** Extrait de page **
Il me regarde en riant : «Je les connais par cœur – je fais le test à tous les coups.»
Il aurait préféré étudier en Europe, mais il n’a pas eu le choix. «Quand un Européen vous donne quelque chose, c’est du solide : un vrai diplôme, un vrai bâtiment, une vraie route – pas du vite fait bâclé, des sous-produits, comme le font les Chinois.»
Un jour, un étudiant chinois est venu le voir et lui a dit: «Je m’excuse de te demander ça, mais est-ce vrai qu’en Afrique vous vivez dans les arbres et que vous ne vous habillez que pour venir ici?» Le genre de type que Franck adore faire marcher: «Oui, bien sûr que nous vivons dans les arbres, et tu sais que la Chine a un ambassadeur au Rwanda? Eh bien, il habite à trois arbres de chez moi.» Alors ils comprennent qu’il y a quelque chose qui cloche et ils vont s’informer plus sérieusement.
Franck s’excuse : il doit refaire du café. «Quand les Chinois cherchent le Rwanda sur Google, ils tombent immanquablement sur le génocide. Après cette journée, j’espère qu’ils penseront aussi au café.»
Lieve Joris avec Li Shudi, qui a vécu des années en Afrique du Sud (©Lieve Joris)
Extrait 2
Confucius dans un train au Cameroun
Nous sommes onze à voyager : trois professeurs, sept étudiants et moi, et nous dormons dans des couchettes voisines. Lorsque je me réveille, nos compagnons de voyage chinois sont dans le couloir en train de faire leur gymnastique matinale, en survêtement ou en pyjama. Du côté des lavabos, des raclements de gorge alarmants se font entendre et un bonhomme pousse un chariot plein d’une bouillie de riz fumant dont il remplit des bols à l’aide d’une cuillère en bois. Près de la fenêtre, une jeune fille écrit des textos à un rythme accéléré. Chaque fois qu’un nouveau message arrive, une voix métallique dit: «Anybody there?» (Il y a quelqu’un ?)Li Baoping a dormi dans une autre voiture et, quand tout le monde est réveillé dans notre compartiment, il vient s’asseoir auprès de moi. «Tu as déjà voyagé en train en Afrique? demande-t-il.

[Extraits du jeu de données]
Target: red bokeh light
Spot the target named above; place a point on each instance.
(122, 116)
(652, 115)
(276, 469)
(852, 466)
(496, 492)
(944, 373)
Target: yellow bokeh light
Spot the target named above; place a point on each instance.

** Travail à faire **
1. Pour chaque affirmation, dites si elle concorde avec le récit de voyage, par oui ou par non, en citant textuellement les mots qui tranchent. (a) Le groupe compte onze voyageurs, dont sept étudiants. (b) Li Baoping a dormi dans la même voiture que le reste du groupe. (c) Franck aurait préféré faire ses études en Europe.
2. Rédigez la suite du récit de voyage à partir de sa dernière phrase.
Les items ne servent pas à cet exercice.

** Corrigé **
1.
(a) Oui : «Nous sommes onze à voyager : trois professeurs, sept étudiants et moi»
(b) Non : «Li Baoping a dormi dans une autre voiture»
(c) Oui : «Il aurait préféré étudier en Europe»

2.
— Bien sûr, et toi ?»
Il hoche la tête. «Au Cameroun, j’ai pris le train de Yaounde à Douala.
— Et ?— J’y ai fait connaissance avec la corruption camerounaise.»
Le contrôleur de service estimait que son visa n’était pas valable. Pourquoi prétendre être un touriste alors qu’il avait un visa d’affaires? S’il voulait bien le suivre. Dans le couloir, l’homme lui dit que normalement il devait l’amener à son patron mais qu’ils pouvaient aussi s’arranger entre eux.
« Combien ? » demande alors Baoping. Le contrôleur ne veut pas répondre, aussi Baoping prend une pièce de 500 francs CFA (1 dollar) et la lui donne en refermant sa main dessus, comme s’il s’agissait d’un cadeau précieux. «Tu n’as pas honte ?» s’écrie le contrôleur en voyant son butin; il voulait au moins dix fois plus.
Baoping proteste : « Un de mes amis qui vit aux Etats-Unis gagne 7 dollars de l’heure en travaillant et moi je vous en ferais gagner 10 à ne rien faire en un rien de temps? L’ambassade du Cameroun m’a délivré un visa en tant que professeur. Qu’est-ce qui m’interdit d’être touriste dans mon temps libre? Votre comportement est une insulte aux autorités de votre pays.»
Le contrôleur proteste : il n’a fait que son devoir.
« Nous avions, en Chine, un philosophe qui s’appelait Confucius, reprend Baoping. Il disait: ‘‘Tout le monde aime l’argent, mais au moins gagnons-le honnêtement.”»
Pendant tout ce temps, son passeport est resté dans la poche de poitrine du contrôleur. Brusquement, il le lui rend en disant : «Fous-moi le camp !»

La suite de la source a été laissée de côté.